-- begin GIVEN PASSAGE --

Nicola, one of her colleagues, encouraged her, and as a reward, she stole her name!

Connolly, is from John Connolly, one of her favourite authors.

The idea for That One May Smile, came from the churchyard near her home—a photograph of which was used for the cover shot.

The skull, on the cover on the Nicola Connolly novels, came from an antique shop in Falmouth which was why she decided to make that the location for The Devil has Power.


Exit Five from Charing Cross was simply unreadable. Jake Mitchell is on his way to meet his best friend for lunch, having just lost his last lucrative client at the trading company where he’s a stock broker. As he exits the tube at Charing Cross, he notices a woman sitting at an al-fresco table near the station and decides to hit on her, mentally comparing her to his wife. I don’t like men who cheat on their wives, so my regard for the protagonist pretty much went out the window right there.

-- end GIVEN PASSAGE --
-- begin SOURCE MATERIAL --

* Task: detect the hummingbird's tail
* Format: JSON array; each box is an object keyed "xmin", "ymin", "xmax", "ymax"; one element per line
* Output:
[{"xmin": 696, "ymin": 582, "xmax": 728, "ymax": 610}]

-- end SOURCE MATERIAL --

* [PROBLEM TO WORK ON]
Answer these questions from the given passage.
1. Where did the skull on the cover of the Nicola Connolly novels come from?
2. From whom does the name Connolly come?
3. Where is Jake Mitchell going when he exits the tube at Charing Cross?

* [ANSWER IN FULL]
1. An antique shop in Falmouth.
2. John Connolly.
3. To meet his best friend for lunch.